__THINGS TO DO__:
a – List the subjects in which, according to the passage about returning to graduate school and starting in teaching, the writer gave gifted pullout students additional enrichment.
b – Continue the memoir passage about graduate school and early teaching work, picking up right after its last sentence.

__DOCUMENT PASSAGE__:

2004 – They Might Be Giants, Experimental Film
It turned out that because of my narrow academic experience the first time around (theatre majors don’t have much in the way of external class requirements), I was missing a lot of core topics that I would need for my teacher certification. I had nine “deficiencies” that I needed to take care of, although I managed to cover two in one class. But those eight extra classes meant I would be in school a fair bit longer than the minimum 1-year plan. It also meant that I would be splitting my time between graduate and undergrad classes.
That was an eye-opening experience to say the least. I definitely learned that I had come along way as far as personal responsibility goes, especially when I think about how much those undergrads complained about pretty minimal work expectations. I believe that waiting 7 years to go back to school was probably right. If I had tried to do grad school right out of undergrad, I would have struggled through those extra classes, possibly even blowing them off like I used to do. As it was, I aced all of the classes during my MSEd program, both the deficiencies and the graduate classes.
It helped that I didn’t have much of a social life. I worked, studied, and that’s about it. I spent a fair bit of time on the internet, and was already a big fan of Homestarrunner when they came out with this collaboration with TMBG. This video was one of those great synergy moments where two things I liked got together. Like Lego and Star Wars. I use it here to represent my re-immersion into academia.
2005 – Over the Rhine, Lookin’ Forward
During grad school, I had entertained some idle hopes of stepping immediately into my own classroom. This turned out to be more difficult than I expected. I couldn’t apply for the jobs that were looking for more experienced teachers, and schools with openings for starting teachers were less inclined to hire folks with Masters degrees because of the higher pay requirements.
I ended up in an assistant position that did not initially start out well. At first they severely underutilized me, and I even had my supervisor (a reading specialist) tell me to my face that men could not be nurturing. Thankfully, after a few months they were able to swap me with one of the other TAs so I didn’t have to work with HER anymore. That’s how I ended up working with gifted pullout – grabbing kids out of their various classrooms for additional enrichment in math, writing, and social studies. This ended up being an important first step, but I was definitely itching for more.

__DATASET SECTION__:
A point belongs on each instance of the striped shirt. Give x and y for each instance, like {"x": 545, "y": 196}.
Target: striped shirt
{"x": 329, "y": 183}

__OUTPUTS FOR THE TASKS__:
a – math, writing, social studies

b –
I should mention that I did have an important relationship experience during grad school. (Not positive. Important.) I dated a woman with whom I thought I had a deep connection. I felt it, and she claimed that she did too. It felt like the times before when I thought I had fallen in love. But that was over in just a couple of months, and I was left reflecting that that “connection” had misled me somehow. It was that relationship that made me finally realize that I was the one who was doing that. The deep connection I kept feeling in my more intense relationships was just something I was bringing to them. And yes it affected the other person, but it wasn’t there because we somehow “got” each other on some spiritual level. It happened because I was so focused and aware, but NOT necessarily because she was.
This realization caused me to abandon many of my assumptions about relationships. I realized that the “connection” I had experienced could not be used as a sign that a relationship was going well, or even that it was a strong relationship. It just meant that I was in it. This clarified many of my past experiences, but also left me without direction for the future.
2006 – John Gorka, Unblindfold the Referee
It is incredibly disheartening to have to admit defeat in something very important. I had done it before – with my divorce – but at least there I had someone else I could hold responsible. In the summer of 2006, I had to admit defeat in my own personal endeavors, at least for a time.
A year as a TA is not unusual for new teachers, even those coming out of grad school. But as my job search dragged on and on I was faced with the prospect of a second year. I tried so hard that spring and summer, made so many inquiries and put in so many applications, but I could not even seem to snag an interview. I pushed it as hard as I could, but couldn’t come up with anything. And so by August I had to face the fact that I wasn’t going to get my own classroom and would have to try again the next year.
The situation felt a little bit similar to that of 9 years before. I felt somewhat lost and directionless, and I was even escaping into games again. (Less LARPing, though. More World of Warcraft.) But this time was different. I was more determined and even more hopeful. I knew that I WOULD succeed. I really believed it was just delayed. I even started working for the Center for Talent Development, which gave me a chance to have my own classroom in short bursts. I had a plan. I was still moving forward.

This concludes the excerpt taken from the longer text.